DESCRIPTION OF THE TASK:
Swap "find" for "locate" in the lines that begin at the one containing "find baseboard trim" and run through the end of the material. Write those lines out again with everything else left unchanged.

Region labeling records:
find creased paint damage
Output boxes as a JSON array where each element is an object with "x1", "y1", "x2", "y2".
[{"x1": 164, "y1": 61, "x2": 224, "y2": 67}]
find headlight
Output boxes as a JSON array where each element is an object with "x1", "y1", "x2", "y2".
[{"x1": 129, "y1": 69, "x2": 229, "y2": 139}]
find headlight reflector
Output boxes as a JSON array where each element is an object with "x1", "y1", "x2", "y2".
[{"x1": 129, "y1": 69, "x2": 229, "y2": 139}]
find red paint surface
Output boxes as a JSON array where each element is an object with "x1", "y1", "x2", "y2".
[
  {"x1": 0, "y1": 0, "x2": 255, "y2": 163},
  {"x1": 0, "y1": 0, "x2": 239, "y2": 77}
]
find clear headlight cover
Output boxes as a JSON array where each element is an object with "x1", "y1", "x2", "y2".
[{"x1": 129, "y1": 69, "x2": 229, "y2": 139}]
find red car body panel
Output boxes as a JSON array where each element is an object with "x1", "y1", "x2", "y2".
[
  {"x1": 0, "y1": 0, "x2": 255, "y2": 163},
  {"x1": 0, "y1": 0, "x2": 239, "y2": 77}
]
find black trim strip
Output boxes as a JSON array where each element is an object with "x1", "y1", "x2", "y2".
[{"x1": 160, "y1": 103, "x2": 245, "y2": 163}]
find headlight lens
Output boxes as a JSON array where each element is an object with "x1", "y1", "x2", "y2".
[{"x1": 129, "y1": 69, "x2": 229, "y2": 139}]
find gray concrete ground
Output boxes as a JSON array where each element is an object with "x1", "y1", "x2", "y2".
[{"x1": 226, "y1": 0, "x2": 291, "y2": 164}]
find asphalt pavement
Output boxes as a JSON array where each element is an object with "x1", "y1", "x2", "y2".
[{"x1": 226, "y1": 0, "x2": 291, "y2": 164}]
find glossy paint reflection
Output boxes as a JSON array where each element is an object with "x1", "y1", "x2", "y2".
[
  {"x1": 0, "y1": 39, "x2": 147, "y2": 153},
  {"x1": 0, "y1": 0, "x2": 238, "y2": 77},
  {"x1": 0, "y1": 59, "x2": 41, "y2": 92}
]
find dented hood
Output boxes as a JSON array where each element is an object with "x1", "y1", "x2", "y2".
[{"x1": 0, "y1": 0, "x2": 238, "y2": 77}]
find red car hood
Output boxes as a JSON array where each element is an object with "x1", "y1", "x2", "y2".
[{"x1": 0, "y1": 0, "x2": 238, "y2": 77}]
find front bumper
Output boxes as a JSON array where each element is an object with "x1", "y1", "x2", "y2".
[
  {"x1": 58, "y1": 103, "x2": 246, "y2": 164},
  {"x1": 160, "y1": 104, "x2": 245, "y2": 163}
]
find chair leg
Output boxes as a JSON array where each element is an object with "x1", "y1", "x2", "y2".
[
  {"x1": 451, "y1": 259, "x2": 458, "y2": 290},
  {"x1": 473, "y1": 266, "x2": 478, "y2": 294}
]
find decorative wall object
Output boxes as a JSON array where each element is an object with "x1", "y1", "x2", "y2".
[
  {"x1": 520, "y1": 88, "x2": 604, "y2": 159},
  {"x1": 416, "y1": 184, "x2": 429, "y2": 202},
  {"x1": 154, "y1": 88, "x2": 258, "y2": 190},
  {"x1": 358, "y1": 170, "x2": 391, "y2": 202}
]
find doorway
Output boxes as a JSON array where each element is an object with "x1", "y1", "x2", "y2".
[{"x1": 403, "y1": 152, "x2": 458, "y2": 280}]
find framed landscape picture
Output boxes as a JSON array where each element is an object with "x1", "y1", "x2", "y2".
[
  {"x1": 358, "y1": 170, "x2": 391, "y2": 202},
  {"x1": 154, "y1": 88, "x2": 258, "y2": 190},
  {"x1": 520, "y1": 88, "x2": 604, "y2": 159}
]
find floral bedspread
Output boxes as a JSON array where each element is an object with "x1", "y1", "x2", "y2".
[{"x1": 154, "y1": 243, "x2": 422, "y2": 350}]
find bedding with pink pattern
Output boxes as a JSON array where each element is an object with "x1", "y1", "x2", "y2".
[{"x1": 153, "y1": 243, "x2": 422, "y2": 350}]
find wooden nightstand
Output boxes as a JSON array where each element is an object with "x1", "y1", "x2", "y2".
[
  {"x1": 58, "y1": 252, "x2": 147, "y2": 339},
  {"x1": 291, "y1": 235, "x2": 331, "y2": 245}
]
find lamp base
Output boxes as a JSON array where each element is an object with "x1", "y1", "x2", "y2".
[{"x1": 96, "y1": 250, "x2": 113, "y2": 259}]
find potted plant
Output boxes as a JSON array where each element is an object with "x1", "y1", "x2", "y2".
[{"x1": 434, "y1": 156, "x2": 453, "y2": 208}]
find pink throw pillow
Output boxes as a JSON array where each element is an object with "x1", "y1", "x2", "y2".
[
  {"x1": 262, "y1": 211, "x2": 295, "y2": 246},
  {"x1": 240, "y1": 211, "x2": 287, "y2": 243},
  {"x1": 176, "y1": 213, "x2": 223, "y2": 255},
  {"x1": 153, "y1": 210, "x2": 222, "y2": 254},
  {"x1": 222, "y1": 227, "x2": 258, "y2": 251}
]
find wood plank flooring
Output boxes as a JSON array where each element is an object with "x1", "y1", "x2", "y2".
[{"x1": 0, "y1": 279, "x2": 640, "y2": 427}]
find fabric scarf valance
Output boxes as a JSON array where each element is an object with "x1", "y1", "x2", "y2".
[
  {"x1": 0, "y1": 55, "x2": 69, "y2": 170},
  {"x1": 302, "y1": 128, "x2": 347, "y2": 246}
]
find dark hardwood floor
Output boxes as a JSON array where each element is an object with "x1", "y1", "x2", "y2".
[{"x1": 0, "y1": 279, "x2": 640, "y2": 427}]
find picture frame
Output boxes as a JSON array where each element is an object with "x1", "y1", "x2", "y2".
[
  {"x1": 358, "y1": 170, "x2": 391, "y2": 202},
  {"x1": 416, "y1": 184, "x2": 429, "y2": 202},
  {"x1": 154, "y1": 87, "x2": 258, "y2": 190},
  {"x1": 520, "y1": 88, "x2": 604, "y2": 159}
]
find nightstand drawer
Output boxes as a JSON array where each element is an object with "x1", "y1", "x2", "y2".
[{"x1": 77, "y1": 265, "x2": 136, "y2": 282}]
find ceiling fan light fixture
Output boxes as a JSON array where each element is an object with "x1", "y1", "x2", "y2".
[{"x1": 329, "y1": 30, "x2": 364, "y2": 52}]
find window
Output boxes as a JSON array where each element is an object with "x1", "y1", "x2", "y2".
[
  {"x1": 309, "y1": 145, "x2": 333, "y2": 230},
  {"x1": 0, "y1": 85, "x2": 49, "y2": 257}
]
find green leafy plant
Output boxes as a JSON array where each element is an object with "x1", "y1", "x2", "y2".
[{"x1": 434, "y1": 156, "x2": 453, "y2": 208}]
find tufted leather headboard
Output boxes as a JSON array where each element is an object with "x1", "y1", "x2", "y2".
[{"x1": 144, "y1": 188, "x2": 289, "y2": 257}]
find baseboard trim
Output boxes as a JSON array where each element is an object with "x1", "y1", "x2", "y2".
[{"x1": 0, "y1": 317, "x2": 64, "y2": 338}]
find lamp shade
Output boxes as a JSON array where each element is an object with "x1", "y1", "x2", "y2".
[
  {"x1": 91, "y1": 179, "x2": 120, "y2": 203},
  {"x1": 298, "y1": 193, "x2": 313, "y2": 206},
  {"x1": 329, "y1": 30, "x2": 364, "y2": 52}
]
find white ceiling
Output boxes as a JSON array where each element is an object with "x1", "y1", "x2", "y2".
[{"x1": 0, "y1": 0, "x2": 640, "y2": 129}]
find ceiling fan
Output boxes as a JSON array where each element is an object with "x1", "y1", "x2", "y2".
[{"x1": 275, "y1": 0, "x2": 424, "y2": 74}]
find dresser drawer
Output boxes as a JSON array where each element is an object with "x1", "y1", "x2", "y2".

RESPONSE TO THIS EXERCISE:
locate baseboard trim
Output boxes as a JSON array where each element is an object with "x1", "y1", "x2", "y2".
[{"x1": 0, "y1": 317, "x2": 64, "y2": 338}]
locate lamp shade
Output boxes as a JSON array where each element is an object with "x1", "y1", "x2", "y2".
[
  {"x1": 91, "y1": 179, "x2": 120, "y2": 203},
  {"x1": 298, "y1": 193, "x2": 313, "y2": 206},
  {"x1": 329, "y1": 30, "x2": 364, "y2": 52}
]
locate white ceiling
Output boxes as a JSON array where each element is an object with "x1", "y1", "x2", "y2".
[{"x1": 0, "y1": 0, "x2": 640, "y2": 129}]
locate ceiling fan
Output boxes as a JSON array where each element is an object with "x1", "y1", "x2", "y2".
[{"x1": 275, "y1": 0, "x2": 424, "y2": 74}]
locate dresser drawer
Output boxes as a JSON array where each element is an object with "x1", "y1", "x2", "y2".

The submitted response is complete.